Your instructions: Reproduce verbatim the lines below, from the line containing "For the evaluation set, indicate each instance of the road" through the end of the entries.
—————
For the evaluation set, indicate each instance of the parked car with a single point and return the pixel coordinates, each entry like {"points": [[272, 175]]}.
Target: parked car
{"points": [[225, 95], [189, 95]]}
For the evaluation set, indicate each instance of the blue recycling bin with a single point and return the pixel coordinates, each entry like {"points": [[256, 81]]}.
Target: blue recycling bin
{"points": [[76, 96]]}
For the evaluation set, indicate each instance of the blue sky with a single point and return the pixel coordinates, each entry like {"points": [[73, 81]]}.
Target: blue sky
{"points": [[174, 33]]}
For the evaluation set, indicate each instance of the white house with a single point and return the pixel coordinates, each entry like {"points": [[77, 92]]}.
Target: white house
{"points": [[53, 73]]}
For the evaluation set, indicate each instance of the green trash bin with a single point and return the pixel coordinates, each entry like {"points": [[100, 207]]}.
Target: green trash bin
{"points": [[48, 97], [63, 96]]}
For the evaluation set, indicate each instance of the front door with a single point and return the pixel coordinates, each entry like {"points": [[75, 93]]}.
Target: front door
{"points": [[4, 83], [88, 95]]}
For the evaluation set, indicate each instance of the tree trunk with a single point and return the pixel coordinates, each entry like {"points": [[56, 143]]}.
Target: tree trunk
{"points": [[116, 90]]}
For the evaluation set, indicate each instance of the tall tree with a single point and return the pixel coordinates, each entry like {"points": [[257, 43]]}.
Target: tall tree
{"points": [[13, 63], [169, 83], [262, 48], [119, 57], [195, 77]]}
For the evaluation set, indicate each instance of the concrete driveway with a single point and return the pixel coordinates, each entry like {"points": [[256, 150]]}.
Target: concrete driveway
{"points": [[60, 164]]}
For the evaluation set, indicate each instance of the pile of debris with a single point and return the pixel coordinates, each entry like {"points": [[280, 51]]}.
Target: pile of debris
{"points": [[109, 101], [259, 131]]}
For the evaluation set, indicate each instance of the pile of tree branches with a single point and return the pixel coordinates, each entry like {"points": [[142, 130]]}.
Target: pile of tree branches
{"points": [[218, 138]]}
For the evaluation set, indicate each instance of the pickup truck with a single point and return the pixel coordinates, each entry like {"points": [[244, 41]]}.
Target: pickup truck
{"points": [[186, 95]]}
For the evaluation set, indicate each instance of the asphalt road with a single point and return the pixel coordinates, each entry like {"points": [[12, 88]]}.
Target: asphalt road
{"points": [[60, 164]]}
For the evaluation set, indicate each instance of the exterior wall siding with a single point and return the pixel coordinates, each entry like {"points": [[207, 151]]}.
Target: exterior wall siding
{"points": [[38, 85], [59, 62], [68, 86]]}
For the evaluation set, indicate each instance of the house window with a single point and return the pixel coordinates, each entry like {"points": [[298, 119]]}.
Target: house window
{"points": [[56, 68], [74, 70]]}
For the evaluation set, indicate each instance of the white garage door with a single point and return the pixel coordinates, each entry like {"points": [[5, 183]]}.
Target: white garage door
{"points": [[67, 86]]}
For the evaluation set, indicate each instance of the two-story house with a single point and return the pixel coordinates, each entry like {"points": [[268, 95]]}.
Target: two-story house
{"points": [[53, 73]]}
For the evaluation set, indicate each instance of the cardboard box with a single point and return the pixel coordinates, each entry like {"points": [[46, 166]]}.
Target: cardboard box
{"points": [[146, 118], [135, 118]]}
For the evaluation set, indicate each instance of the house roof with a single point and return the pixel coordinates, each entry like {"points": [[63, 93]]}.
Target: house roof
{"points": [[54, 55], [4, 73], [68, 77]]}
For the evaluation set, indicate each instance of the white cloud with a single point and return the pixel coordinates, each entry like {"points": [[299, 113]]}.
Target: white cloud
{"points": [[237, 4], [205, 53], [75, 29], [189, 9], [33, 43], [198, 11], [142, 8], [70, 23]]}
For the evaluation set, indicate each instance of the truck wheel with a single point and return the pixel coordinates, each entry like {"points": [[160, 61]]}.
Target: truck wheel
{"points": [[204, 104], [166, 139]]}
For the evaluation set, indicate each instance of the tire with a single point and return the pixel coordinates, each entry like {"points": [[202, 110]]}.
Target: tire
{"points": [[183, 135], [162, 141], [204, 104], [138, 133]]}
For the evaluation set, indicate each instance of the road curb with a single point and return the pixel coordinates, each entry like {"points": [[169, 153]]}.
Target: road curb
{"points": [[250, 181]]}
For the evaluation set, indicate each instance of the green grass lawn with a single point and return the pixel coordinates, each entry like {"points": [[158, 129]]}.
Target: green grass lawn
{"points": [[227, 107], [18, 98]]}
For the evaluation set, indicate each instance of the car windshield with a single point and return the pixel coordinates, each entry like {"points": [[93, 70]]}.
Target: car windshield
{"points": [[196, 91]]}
—————
Solution to this task:
For the evaluation set, indicate each instance of the road curb with a single point and return the pixel coordinates, each entry like {"points": [[169, 153]]}.
Target: road curb
{"points": [[250, 181]]}
For the evaluation set, indicate each instance of the green grass lawn with a single point and return the pixel coordinates, each entry like {"points": [[158, 129]]}.
Target: green grass lawn
{"points": [[227, 107], [18, 98]]}
For the evaluation set, indicate each instance of the car windshield with a single point and return the pixel coordinates, each entry like {"points": [[93, 70]]}.
Target: car windshield
{"points": [[196, 91]]}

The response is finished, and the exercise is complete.